__TASK ITEM__.
Whatever appears in the listing must be reproduced exactly.

-- RECORDED DATA follows --

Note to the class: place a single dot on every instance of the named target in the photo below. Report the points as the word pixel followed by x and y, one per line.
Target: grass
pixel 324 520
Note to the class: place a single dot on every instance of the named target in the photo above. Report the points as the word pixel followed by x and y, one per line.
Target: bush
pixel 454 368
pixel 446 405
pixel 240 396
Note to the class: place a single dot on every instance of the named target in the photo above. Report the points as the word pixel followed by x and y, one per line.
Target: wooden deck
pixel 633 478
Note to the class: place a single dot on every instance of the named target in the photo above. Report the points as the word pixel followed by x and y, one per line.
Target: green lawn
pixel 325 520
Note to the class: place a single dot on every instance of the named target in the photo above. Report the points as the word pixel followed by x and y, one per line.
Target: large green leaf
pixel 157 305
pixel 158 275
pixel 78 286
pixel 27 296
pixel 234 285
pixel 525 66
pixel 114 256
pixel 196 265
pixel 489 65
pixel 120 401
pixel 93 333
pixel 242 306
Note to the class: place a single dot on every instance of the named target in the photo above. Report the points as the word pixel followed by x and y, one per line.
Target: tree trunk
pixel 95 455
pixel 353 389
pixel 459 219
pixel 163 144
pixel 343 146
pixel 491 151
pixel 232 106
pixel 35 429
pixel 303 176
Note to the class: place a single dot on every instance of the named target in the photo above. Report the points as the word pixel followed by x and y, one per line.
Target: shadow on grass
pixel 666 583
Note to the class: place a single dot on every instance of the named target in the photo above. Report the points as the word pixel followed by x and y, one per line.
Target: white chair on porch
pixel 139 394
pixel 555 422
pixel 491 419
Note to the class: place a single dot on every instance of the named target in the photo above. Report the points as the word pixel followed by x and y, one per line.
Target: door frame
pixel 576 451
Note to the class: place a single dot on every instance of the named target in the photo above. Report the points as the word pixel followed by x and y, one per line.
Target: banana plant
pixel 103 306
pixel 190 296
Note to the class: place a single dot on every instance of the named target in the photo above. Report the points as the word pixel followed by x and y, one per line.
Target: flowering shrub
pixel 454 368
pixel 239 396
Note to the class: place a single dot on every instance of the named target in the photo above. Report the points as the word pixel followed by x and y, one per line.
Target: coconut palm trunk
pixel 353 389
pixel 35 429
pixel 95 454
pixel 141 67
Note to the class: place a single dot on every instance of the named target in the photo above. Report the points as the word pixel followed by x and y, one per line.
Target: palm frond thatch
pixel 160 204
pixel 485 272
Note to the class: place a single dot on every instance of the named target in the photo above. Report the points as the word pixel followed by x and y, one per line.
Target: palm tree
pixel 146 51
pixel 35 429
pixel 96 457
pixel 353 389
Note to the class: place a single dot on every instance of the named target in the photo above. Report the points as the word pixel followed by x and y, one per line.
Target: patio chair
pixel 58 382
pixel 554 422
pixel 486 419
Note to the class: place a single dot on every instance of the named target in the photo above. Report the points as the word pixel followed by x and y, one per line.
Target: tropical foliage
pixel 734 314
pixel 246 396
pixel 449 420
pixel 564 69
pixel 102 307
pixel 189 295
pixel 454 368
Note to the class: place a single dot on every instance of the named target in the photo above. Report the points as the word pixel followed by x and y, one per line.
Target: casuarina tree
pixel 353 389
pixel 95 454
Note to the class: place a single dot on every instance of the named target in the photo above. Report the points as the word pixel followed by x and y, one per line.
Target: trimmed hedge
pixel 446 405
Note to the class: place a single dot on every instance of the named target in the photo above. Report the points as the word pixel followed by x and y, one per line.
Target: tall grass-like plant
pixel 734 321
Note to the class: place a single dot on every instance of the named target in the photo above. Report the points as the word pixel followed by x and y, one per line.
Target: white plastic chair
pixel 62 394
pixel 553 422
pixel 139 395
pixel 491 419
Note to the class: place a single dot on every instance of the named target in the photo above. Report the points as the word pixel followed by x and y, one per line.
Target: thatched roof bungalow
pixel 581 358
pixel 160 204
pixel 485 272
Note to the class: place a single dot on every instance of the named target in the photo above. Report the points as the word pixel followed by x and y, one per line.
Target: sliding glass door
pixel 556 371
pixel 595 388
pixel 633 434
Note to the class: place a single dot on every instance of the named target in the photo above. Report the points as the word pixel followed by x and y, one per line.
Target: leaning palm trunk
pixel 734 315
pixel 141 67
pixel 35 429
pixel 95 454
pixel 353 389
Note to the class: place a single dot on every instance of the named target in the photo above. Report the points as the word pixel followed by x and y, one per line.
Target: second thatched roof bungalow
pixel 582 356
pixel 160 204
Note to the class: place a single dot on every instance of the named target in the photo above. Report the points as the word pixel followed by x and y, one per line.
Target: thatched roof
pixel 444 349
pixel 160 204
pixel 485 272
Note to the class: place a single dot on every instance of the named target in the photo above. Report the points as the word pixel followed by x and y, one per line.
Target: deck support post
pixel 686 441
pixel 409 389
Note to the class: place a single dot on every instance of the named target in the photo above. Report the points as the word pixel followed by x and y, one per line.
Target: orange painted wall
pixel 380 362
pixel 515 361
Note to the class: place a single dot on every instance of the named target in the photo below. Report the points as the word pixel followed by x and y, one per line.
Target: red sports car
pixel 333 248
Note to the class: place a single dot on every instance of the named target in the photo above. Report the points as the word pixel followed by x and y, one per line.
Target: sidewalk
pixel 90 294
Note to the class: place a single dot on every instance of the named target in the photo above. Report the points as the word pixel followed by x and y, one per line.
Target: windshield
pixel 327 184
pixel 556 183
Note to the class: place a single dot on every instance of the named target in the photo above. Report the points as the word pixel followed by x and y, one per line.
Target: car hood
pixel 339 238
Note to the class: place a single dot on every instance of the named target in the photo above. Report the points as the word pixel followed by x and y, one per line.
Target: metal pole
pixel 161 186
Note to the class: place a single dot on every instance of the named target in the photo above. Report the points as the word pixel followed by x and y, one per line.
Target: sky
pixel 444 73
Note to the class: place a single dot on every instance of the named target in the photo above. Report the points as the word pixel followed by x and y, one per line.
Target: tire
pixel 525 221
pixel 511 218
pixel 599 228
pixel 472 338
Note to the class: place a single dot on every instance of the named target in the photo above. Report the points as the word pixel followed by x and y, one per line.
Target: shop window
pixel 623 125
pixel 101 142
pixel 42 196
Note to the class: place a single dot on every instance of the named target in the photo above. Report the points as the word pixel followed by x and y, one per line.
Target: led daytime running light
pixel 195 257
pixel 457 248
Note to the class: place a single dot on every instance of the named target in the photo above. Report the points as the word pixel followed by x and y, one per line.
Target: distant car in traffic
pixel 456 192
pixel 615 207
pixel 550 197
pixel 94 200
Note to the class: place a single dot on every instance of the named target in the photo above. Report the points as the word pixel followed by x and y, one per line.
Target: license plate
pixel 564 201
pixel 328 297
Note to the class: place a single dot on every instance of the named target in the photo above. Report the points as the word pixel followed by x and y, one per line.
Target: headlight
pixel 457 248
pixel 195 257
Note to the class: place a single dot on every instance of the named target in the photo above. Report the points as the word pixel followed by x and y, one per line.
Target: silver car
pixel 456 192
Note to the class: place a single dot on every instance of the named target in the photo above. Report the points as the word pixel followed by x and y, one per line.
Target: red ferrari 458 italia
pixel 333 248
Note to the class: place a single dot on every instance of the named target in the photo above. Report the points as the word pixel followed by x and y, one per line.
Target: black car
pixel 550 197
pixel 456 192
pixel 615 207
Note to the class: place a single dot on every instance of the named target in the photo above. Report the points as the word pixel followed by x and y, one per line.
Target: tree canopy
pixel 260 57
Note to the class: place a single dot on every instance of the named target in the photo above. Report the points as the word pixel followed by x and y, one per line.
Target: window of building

-- RECORDED DATA concluded --

__THE COMPLETED TASK__.
Note to the class: place a single dot on every instance of the named target in the photo below. Report the points as the word pixel followed by x and y, one per line.
Target: grass
pixel 324 520
Note to the class: place a single dot on every instance of the named target in the photo above. Report the points as the word pixel followed by x and y, one per line.
Target: bush
pixel 454 368
pixel 446 405
pixel 240 396
Note to the class: place a single dot on every instance of the named target in the photo above. Report the points as the word pixel followed by x and y, one per line.
Target: wooden deck
pixel 633 478
Note to the class: place a single dot on every instance of the named target in the photo above. Report the points as the word pixel followed by x and y, one per line.
Target: green lawn
pixel 325 520
Note to the class: place a single dot on every instance of the named target in the photo above. Report the points as the word pixel followed by x and y, one per line.
Target: large green leaf
pixel 157 305
pixel 158 275
pixel 78 286
pixel 27 296
pixel 234 285
pixel 525 66
pixel 114 256
pixel 196 265
pixel 489 65
pixel 120 401
pixel 93 333
pixel 242 306
Note to the class: place a single dot on every instance of the named target in the photo above. Report the points as the word pixel followed by x and y, one per line.
Target: tree trunk
pixel 95 455
pixel 353 389
pixel 459 219
pixel 163 144
pixel 343 146
pixel 491 151
pixel 232 106
pixel 35 429
pixel 303 176
Note to the class: place a single dot on every instance of the named target in the photo above. Report the points as the word pixel followed by x and y, one per line.
Target: shadow on grass
pixel 666 583
Note to the class: place a single dot on every instance of the named target in the photo above. Report the points as the word pixel followed by x and y, one per line.
Target: white chair on porch
pixel 139 394
pixel 555 422
pixel 491 419
Note to the class: place a single dot on every instance of the named target in the photo above. Report the points as the word pixel followed by x and y, one per line.
Target: door frame
pixel 576 451
Note to the class: place a single dot on every instance of the named target in the photo above. Report the points as the word pixel followed by x and y, one per line.
Target: banana plant
pixel 103 306
pixel 190 296
Note to the class: place a single dot on every instance of the named target in the photo above. Report the points as the word pixel followed by x and y, one per line.
Target: flowering shrub
pixel 454 368
pixel 239 396
Note to the class: place a single dot on every instance of the named target in the photo above. Report the points as the word pixel followed by x and y, one per line.
Target: coconut palm trunk
pixel 353 389
pixel 35 429
pixel 95 454
pixel 141 67
Note to the class: place a single dot on every instance of the named target in the photo above. Report the points as the word pixel followed by x and y, one per line.
Target: palm frond thatch
pixel 160 204
pixel 485 272
Note to the class: place a single dot on every instance of the named target in the photo above. Report the points as the word pixel followed by x and y, one per line.
Target: palm tree
pixel 146 51
pixel 35 429
pixel 96 457
pixel 353 389
Note to the class: place a single dot on every instance of the named target in the photo above. Report the points as the word pixel followed by x and y, one per line.
Target: patio chair
pixel 58 382
pixel 554 422
pixel 486 419
Note to the class: place a single dot on every instance of the named target in the photo above. Report the points as the word pixel followed by x and y, one per line.
Target: tropical foliage
pixel 734 314
pixel 246 396
pixel 449 420
pixel 564 69
pixel 102 307
pixel 189 295
pixel 454 368
Note to the class: place a single dot on every instance of the named target in the photo above. Report the points as the word pixel followed by x and y, one per line.
Target: casuarina tree
pixel 353 389
pixel 95 454
Note to the class: place a single dot on every instance of the named target in the photo above. Report the points as the word pixel followed by x and y, one per line.
Target: trimmed hedge
pixel 446 405
Note to the class: place a single dot on every instance of the named target in the photo above. Report the points as the word pixel followed by x and y, one per line.
Target: tall grass-like plant
pixel 734 321
Note to the class: place a single dot on every instance of the named target in the photo above. Report the points as the word pixel followed by x and y, one per line.
Target: white plastic chair
pixel 62 394
pixel 553 422
pixel 139 395
pixel 491 419
Note to the class: place a single dot on every instance of the named target in the photo above. Report the points as the word pixel followed by x and y, one per line.
Target: thatched roof bungalow
pixel 581 358
pixel 160 204
pixel 485 272
Note to the class: place a single dot on every instance of the named target in the photo above. Report the points as the word pixel followed by x and y, one per line.
Target: sliding glass door
pixel 556 371
pixel 595 388
pixel 633 434
Note to the class: place a single dot on every instance of the named target in the photo above. Report the points as the word pixel followed by x and y, one per line.
Target: leaning palm trunk
pixel 734 315
pixel 141 67
pixel 35 429
pixel 95 454
pixel 353 389
Note to the class: place a single dot on every instance of the named target in the photo above. Report the points as the word pixel followed by x and y, one per line.
Target: second thatched roof bungalow
pixel 582 356
pixel 160 204
Note to the class: place a single dot on every instance of the named target in the photo above. Report the points as the word pixel followed by x and y, one per line.
Target: thatched roof
pixel 444 349
pixel 160 204
pixel 485 272
Note to the class: place a single dot on every instance of the named target in the photo above. Report the points as the word pixel followed by x and y, one per line.
Target: deck support post
pixel 686 441
pixel 409 389
Note to the class: place a single dot on every instance of the named target in the photo above. Report the points as the word pixel followed by x and y, one per line.
Target: orange painted wall
pixel 380 362
pixel 515 361
Note to the class: place a single dot on every instance of the named target in the photo below. Report the points as the word pixel followed by x and y, one per line.
Target: red sports car
pixel 333 248
Note to the class: place a single dot on every instance of the named target in the photo above. Report the points as the word pixel followed by x and y, one per line.
Target: sidewalk
pixel 90 294
Note to the class: place a single dot on every instance of the named target in the photo above. Report the points as the word pixel followed by x and y, one per line.
Target: windshield
pixel 327 184
pixel 556 183
Note to the class: place a single dot on every instance of the named target in the photo above. Report the points as the word pixel followed by x and y, one per line.
Target: car hood
pixel 339 238
Note to the class: place a single dot on every instance of the named target in the photo above. Report the points as the word pixel followed by x and y, one per line.
Target: metal pole
pixel 161 186
Note to the class: place a single dot on every instance of the named target in the photo above. Report the points as the word pixel followed by x and y, one per line.
Target: sky
pixel 444 73
Note to the class: place a single dot on every instance of the named target in the photo above. Report the points as the word pixel followed by x and y, one per line.
Target: tire
pixel 525 221
pixel 511 218
pixel 599 228
pixel 472 338
Note to the class: place a single dot on every instance of the named target in the photo above. Report the points as the word pixel followed by x and y, one per line.
Target: shop window
pixel 623 125
pixel 101 142
pixel 42 196
Note to the class: place a single dot on every instance of the named target in the photo above. Report the points as the word pixel followed by x and y, one per line.
Target: led daytime running light
pixel 195 257
pixel 457 248
Note to the class: place a single dot on every instance of the named target in the photo above. Report the points as the word pixel followed by x and y, one per line.
Target: distant car in traffic
pixel 456 192
pixel 615 207
pixel 550 197
pixel 94 200
Note to the class: place a single dot on every instance of the named target in the photo above. Report the points as the word pixel followed by x and y, one per line.
Target: license plate
pixel 564 201
pixel 328 297
Note to the class: place a single dot on every instance of the named target in the photo above. Report the points as the word pixel followed by x and y, one per line.
Target: headlight
pixel 457 248
pixel 195 257
Note to the class: place a single dot on every instance of the named target in the photo above. Report the points as the word pixel followed by x and y, one per line.
Target: silver car
pixel 456 192
Note to the class: place a single dot on every instance of the named target in the photo above. Report the points as the word pixel followed by x and y, one per line.
Target: red ferrari 458 italia
pixel 333 248
Note to the class: place a single dot on every instance of the named target in the photo above. Report the points as the word pixel followed by x and y, one per line.
Target: black car
pixel 550 197
pixel 456 192
pixel 615 207
Note to the class: place a single dot on every instance of the named target in the photo above. Report the points as the word pixel followed by x and y, one per line.
Target: tree canopy
pixel 260 57
Note to the class: place a single dot on every instance of the named target in the photo above. Report the points as the word pixel followed by x and y, one per line.
Target: window of building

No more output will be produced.